> Twoje zadanie
Policz wiersze listingu poniżej, w których występuje ciąg „yellow”, uwzględniając wielkość liter. Podaj tylko liczbę.

========================

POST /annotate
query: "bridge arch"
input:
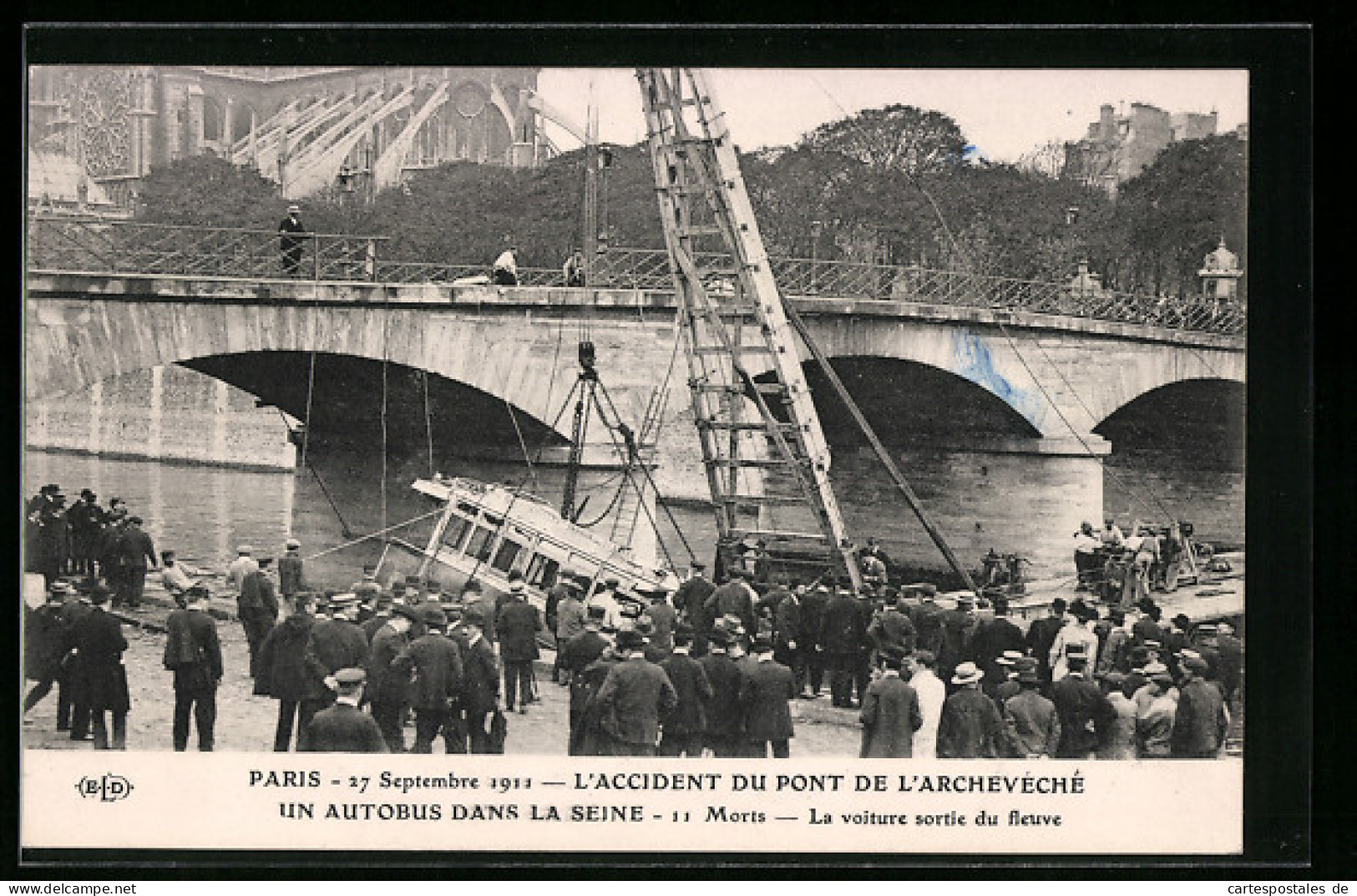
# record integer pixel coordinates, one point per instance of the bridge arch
(80, 345)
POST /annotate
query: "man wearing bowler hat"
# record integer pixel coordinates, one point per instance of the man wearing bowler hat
(890, 711)
(481, 681)
(343, 728)
(388, 683)
(633, 700)
(436, 661)
(768, 687)
(1031, 724)
(970, 725)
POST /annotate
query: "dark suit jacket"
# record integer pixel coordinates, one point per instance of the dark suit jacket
(99, 645)
(519, 625)
(193, 649)
(481, 678)
(388, 683)
(340, 644)
(725, 713)
(767, 687)
(342, 729)
(438, 666)
(844, 626)
(635, 694)
(1081, 705)
(970, 726)
(890, 717)
(694, 690)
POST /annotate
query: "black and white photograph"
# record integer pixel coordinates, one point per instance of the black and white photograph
(468, 416)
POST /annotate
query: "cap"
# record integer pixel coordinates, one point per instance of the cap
(351, 676)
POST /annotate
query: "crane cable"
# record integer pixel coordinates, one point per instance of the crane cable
(1013, 344)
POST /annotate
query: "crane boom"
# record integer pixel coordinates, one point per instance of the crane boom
(762, 442)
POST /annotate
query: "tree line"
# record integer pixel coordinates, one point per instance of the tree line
(894, 185)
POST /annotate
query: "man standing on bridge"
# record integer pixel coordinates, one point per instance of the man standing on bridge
(291, 231)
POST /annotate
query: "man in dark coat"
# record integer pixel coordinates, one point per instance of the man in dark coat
(193, 653)
(291, 576)
(927, 618)
(136, 549)
(86, 519)
(725, 713)
(481, 681)
(843, 633)
(787, 638)
(99, 645)
(388, 690)
(1201, 721)
(436, 661)
(684, 726)
(73, 714)
(337, 641)
(1041, 637)
(813, 603)
(766, 694)
(517, 624)
(690, 600)
(1031, 724)
(579, 655)
(991, 640)
(289, 671)
(343, 728)
(256, 607)
(47, 640)
(633, 700)
(889, 711)
(1081, 706)
(292, 240)
(970, 726)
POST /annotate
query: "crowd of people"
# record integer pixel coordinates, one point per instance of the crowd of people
(710, 668)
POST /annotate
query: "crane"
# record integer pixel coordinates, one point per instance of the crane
(762, 442)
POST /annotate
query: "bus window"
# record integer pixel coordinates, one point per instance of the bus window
(506, 554)
(479, 544)
(543, 572)
(456, 533)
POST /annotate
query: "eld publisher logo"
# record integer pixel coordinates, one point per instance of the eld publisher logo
(106, 789)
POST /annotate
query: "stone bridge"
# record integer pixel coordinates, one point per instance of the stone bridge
(1007, 417)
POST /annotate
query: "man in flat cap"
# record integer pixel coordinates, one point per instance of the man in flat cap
(890, 711)
(1081, 706)
(767, 691)
(519, 624)
(436, 661)
(684, 726)
(970, 726)
(256, 605)
(633, 698)
(725, 733)
(1031, 724)
(289, 671)
(291, 579)
(137, 549)
(337, 641)
(193, 653)
(343, 728)
(481, 681)
(1201, 720)
(388, 681)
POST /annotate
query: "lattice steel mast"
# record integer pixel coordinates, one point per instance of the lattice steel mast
(757, 438)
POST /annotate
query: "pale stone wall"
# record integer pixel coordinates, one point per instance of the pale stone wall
(165, 413)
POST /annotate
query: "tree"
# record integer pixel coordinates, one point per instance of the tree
(901, 139)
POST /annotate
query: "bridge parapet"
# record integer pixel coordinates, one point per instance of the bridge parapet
(124, 247)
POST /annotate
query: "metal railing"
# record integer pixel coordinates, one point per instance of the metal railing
(104, 246)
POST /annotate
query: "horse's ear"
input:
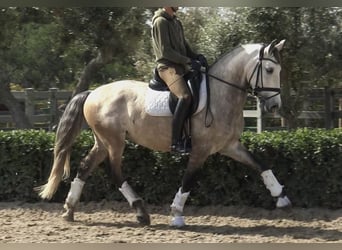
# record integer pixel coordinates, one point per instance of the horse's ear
(270, 47)
(280, 45)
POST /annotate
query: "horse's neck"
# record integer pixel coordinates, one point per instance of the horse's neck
(233, 72)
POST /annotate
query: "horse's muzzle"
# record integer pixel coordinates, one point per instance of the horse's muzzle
(271, 105)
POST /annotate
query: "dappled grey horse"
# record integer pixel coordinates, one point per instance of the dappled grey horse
(117, 110)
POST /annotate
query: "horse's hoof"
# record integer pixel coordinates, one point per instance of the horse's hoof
(283, 202)
(144, 219)
(68, 217)
(177, 221)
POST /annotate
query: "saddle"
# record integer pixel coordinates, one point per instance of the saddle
(192, 78)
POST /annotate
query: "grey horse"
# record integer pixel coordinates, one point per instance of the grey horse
(116, 111)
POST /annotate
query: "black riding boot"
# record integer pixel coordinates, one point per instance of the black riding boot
(179, 144)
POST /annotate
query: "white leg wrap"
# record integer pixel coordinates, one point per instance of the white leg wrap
(129, 193)
(272, 183)
(179, 201)
(75, 192)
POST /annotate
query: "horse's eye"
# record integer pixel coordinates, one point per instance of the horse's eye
(269, 70)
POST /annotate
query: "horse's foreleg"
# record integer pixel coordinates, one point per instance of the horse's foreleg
(183, 193)
(91, 161)
(239, 153)
(134, 200)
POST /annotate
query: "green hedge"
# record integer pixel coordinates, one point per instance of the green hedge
(308, 162)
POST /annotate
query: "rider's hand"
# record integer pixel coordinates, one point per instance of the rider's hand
(201, 58)
(195, 65)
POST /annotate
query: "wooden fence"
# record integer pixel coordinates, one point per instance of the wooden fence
(41, 108)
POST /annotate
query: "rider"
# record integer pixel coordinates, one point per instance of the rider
(174, 59)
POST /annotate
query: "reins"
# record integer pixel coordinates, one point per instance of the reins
(254, 91)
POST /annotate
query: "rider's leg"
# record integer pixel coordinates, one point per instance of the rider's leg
(173, 77)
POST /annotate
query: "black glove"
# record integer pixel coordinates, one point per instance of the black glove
(195, 65)
(201, 58)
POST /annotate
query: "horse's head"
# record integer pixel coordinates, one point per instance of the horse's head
(264, 76)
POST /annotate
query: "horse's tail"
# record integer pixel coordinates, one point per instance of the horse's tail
(68, 129)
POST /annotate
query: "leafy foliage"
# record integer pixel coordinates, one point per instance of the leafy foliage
(307, 162)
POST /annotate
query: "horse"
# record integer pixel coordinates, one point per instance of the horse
(115, 112)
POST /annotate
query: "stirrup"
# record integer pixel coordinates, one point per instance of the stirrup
(183, 147)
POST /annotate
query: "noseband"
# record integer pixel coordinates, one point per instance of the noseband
(259, 79)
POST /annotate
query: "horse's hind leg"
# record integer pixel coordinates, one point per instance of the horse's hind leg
(115, 157)
(239, 153)
(96, 155)
(194, 164)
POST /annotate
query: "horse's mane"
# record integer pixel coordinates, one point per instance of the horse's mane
(229, 54)
(236, 50)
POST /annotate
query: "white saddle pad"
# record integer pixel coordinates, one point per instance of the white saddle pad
(157, 102)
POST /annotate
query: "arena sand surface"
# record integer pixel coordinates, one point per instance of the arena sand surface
(115, 222)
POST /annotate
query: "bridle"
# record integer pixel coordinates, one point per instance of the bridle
(259, 79)
(254, 91)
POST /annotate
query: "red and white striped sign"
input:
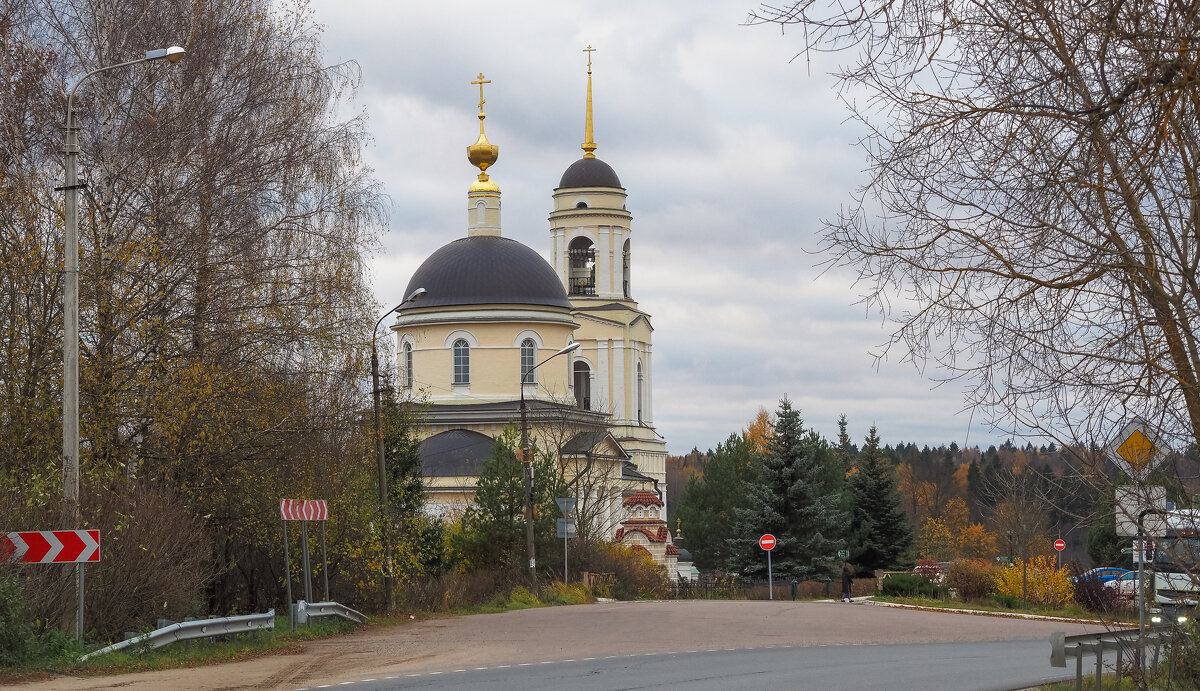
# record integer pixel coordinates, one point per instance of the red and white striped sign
(304, 509)
(49, 547)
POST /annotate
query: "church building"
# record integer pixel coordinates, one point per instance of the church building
(486, 330)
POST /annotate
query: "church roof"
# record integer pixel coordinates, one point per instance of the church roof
(589, 173)
(642, 498)
(455, 452)
(487, 270)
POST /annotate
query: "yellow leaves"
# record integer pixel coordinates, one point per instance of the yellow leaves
(1044, 583)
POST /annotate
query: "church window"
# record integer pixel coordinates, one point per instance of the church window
(582, 266)
(408, 365)
(641, 391)
(461, 361)
(528, 361)
(624, 268)
(582, 385)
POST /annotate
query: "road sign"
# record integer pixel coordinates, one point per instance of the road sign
(51, 547)
(565, 504)
(304, 509)
(1135, 449)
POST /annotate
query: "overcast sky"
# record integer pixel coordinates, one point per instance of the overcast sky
(731, 152)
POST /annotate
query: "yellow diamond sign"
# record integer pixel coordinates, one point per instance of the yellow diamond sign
(1138, 450)
(1135, 450)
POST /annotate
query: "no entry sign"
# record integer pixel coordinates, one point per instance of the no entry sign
(51, 547)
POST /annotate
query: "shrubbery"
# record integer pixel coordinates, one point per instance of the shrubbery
(1044, 582)
(972, 578)
(911, 586)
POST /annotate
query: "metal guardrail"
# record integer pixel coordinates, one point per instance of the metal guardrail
(192, 630)
(306, 611)
(1063, 647)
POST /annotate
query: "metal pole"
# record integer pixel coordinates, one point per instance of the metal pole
(71, 308)
(771, 578)
(324, 559)
(287, 575)
(307, 568)
(527, 460)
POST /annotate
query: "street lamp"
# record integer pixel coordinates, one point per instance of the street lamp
(388, 578)
(71, 302)
(527, 460)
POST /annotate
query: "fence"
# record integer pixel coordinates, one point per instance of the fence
(192, 630)
(1126, 640)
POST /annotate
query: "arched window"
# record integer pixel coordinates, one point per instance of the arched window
(461, 361)
(582, 384)
(408, 365)
(582, 275)
(624, 268)
(641, 391)
(528, 361)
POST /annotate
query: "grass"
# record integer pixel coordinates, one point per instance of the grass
(1072, 611)
(63, 658)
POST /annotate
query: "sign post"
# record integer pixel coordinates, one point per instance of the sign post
(53, 547)
(304, 510)
(768, 544)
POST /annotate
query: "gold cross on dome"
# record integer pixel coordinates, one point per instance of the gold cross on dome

========================

> Odpowiedź
4